[Requirement] Quote every line of the records below verbatim, omitting the pictures.

---------- Supplied records

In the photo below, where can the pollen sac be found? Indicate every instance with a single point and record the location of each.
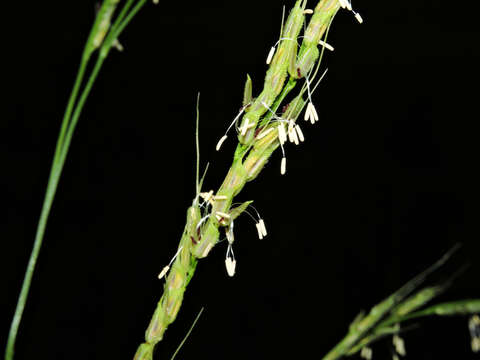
(294, 108)
(209, 239)
(247, 92)
(230, 265)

--------------------

[Correct result]
In the photo below, where can the pollen sac be found? Indicate every instance with a single point and record the location of each.
(294, 108)
(209, 239)
(247, 92)
(230, 265)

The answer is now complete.